**Document segment**:

________________

As the article in yesterday’s Irish Times by Professor Morgan Kelly of University College Dublin demonstrates, there is now growing scepticism as to whether the EU/IMF ‘bailout’ of Ireland is sustainable, and whether the debt levels taken on by the Irish taxpayer can possibly ever be discharged. Just as we are facing up to this, we learn that the Greek bailout has run into trouble, and that talks are under way on the possible restructuring of Greece’s debts. In this setting it may or may not be the case – depending on whether you believe the claims and/or the denials – that Greece is contemplating leaving the Euro. A further ingredient in this unstable cocktail is the impact of all of this on the Euro’s exchange rate, which right now is at wholly unrealistic levels.
If public confidence in Ireland and elsewhere in the European response to the debt crises is to be maintained or restored, the terms of the bailouts need to be re-assessed. This is all the more important because the curtain on the really big shows has not yet been raised; I am not just referring to Spain, but also to Italy, where there are major (and so far largely undiscussed) financial issues. The suggestion that the Greeks, the Irish and the Portuguese are being sacrificed in order to save the larger Mediterranean countries could yet produce explosive results.

________________

**Extracted material**:

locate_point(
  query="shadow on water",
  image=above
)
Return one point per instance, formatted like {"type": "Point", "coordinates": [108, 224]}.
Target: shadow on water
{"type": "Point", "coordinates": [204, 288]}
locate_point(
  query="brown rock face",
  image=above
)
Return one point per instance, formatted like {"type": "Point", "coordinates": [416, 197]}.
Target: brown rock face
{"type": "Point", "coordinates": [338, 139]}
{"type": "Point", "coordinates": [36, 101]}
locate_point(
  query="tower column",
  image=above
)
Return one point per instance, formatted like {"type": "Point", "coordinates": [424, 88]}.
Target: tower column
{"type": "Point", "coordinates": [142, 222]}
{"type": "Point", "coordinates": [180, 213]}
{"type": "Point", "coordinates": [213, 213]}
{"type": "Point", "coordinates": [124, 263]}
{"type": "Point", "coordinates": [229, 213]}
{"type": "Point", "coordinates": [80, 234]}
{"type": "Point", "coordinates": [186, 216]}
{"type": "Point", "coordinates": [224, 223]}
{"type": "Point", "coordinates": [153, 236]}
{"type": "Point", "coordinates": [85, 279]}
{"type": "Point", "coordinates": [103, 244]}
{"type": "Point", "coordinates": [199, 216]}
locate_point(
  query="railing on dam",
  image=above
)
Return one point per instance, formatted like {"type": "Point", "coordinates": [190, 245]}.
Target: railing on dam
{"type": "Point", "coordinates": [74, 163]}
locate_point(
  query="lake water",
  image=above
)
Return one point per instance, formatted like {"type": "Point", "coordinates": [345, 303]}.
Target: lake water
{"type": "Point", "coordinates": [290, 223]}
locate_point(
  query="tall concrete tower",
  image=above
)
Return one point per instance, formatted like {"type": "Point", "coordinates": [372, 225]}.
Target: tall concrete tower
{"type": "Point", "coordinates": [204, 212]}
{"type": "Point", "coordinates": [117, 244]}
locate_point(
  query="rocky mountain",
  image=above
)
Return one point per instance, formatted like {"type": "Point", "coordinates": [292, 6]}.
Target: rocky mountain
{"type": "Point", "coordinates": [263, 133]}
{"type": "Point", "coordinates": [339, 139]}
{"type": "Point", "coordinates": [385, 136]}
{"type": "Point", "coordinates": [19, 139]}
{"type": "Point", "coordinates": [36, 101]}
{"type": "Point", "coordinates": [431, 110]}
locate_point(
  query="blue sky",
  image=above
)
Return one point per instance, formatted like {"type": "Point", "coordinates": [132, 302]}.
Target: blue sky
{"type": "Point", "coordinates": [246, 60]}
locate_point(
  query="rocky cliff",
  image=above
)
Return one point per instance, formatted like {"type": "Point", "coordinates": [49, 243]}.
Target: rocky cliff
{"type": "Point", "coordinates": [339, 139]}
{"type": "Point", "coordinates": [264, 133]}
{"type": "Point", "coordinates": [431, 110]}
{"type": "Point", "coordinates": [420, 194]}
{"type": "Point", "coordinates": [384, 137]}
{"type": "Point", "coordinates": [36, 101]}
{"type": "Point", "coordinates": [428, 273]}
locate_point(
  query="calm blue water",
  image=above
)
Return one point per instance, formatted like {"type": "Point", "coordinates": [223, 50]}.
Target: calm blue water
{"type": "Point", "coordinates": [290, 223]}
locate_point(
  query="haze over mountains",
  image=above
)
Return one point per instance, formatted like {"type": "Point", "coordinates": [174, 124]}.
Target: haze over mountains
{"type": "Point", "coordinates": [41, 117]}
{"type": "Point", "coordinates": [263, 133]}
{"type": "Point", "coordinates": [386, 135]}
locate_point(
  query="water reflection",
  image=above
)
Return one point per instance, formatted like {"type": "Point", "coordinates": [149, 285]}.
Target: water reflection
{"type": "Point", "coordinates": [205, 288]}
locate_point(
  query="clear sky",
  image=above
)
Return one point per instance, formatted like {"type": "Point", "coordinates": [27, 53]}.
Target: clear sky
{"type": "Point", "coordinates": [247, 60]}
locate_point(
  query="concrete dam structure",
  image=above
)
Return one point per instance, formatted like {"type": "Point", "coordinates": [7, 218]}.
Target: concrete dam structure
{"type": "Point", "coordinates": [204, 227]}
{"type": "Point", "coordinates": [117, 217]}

________________

**Tasks to perform**:
(a) Transcribe everything in the commentary on the European bailouts from "As the article" down to "wholly unrealistic levels.".
(b) Extend the commentary on the European bailouts with the passage that would come next.

**Numbered responses**:
(a)
As the article in yesterday’s Irish Times by Professor Morgan Kelly of University College Dublin demonstrates, there is now growing scepticism as to whether the EU/IMF ‘bailout’ of Ireland is sustainable, and whether the debt levels taken on by the Irish taxpayer can possibly ever be discharged. Just as we are facing up to this, we learn that the Greek bailout has run into trouble, and that talks are under way on the possible restructuring of Greece’s debts. In this setting it may or may not be the case – depending on whether you believe the claims and/or the denials – that Greece is contemplating leaving the Euro. A further ingredient in this unstable cocktail is the impact of all of this on the Euro’s exchange rate, which right now is at wholly unrealistic levels.

(b)
For the moment all the talk is about banks, debts, currency and budgets. Bubbling under, but not yet explicit, there could be a much trickier discussion about the nature, purpose and ethos of the European Union. The financial issues need to be addressed and the impact on the countries affected so far needs to be re-assessed in order to avoid much more fundamental problems for the whole European project. That project must be shown to be about something more than just protecting the balance sheets of German banks. There is much at stake.